Stored items from a collection

════════════════════

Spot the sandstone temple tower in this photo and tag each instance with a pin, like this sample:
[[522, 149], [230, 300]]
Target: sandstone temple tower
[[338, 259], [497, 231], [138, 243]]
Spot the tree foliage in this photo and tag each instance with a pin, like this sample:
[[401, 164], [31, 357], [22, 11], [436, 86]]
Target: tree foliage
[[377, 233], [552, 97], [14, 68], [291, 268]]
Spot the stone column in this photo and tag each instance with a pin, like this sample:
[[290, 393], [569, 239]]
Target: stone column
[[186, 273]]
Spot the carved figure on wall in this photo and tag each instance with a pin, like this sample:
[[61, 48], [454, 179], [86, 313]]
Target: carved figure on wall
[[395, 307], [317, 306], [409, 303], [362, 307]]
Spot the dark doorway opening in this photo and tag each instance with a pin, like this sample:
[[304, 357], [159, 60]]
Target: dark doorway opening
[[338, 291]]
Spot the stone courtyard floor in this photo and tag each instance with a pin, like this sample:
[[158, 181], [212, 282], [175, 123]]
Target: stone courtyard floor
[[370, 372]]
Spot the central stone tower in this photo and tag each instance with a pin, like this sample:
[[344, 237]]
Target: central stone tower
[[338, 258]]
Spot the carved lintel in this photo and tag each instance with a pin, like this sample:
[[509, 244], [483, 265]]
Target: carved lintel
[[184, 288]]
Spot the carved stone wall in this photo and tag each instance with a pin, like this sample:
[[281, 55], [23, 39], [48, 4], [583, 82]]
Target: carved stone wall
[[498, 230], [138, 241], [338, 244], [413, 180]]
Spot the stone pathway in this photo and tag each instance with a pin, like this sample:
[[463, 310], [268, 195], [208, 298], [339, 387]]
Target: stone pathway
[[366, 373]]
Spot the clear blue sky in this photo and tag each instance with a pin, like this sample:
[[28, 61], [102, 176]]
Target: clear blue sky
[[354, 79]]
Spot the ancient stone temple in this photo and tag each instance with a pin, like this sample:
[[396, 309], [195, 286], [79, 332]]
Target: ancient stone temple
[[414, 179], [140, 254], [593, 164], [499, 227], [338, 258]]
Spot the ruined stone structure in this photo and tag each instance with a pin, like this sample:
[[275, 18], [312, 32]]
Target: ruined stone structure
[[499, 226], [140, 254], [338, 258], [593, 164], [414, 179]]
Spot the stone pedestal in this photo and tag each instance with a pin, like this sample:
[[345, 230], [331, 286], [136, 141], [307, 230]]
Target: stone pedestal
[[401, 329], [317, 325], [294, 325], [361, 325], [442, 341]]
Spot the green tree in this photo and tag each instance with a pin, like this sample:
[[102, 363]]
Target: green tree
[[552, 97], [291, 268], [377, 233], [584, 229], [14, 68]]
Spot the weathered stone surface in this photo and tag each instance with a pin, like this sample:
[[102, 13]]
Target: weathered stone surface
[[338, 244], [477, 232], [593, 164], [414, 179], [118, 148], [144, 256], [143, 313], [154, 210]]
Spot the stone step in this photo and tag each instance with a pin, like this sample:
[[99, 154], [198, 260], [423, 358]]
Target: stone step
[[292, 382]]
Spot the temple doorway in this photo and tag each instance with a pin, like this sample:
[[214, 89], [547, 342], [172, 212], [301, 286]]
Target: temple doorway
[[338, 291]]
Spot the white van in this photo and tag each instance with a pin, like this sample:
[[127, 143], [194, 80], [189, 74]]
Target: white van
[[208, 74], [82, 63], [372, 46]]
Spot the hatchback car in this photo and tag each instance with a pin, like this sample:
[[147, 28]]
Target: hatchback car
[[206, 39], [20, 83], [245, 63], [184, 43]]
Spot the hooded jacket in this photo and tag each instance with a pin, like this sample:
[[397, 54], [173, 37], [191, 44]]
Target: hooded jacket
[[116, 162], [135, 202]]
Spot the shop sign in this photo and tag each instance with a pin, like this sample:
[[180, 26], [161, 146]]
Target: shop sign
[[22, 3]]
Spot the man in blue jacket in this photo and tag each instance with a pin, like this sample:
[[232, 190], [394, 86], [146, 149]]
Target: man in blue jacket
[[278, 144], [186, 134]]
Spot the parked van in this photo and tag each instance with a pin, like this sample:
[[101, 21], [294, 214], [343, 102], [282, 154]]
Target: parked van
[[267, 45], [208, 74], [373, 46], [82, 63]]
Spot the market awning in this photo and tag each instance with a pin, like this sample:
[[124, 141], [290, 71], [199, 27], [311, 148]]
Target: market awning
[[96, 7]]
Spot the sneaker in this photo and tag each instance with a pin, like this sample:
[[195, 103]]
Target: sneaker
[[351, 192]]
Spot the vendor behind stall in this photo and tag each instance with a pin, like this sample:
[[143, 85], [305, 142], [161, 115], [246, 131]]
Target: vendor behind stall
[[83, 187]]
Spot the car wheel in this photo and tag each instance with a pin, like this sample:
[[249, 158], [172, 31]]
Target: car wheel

════════════════════

Pull every line with "wheel" from the records.

Spot the car wheel in this photo and tag each instance with a pin, like this sample:
Target: car wheel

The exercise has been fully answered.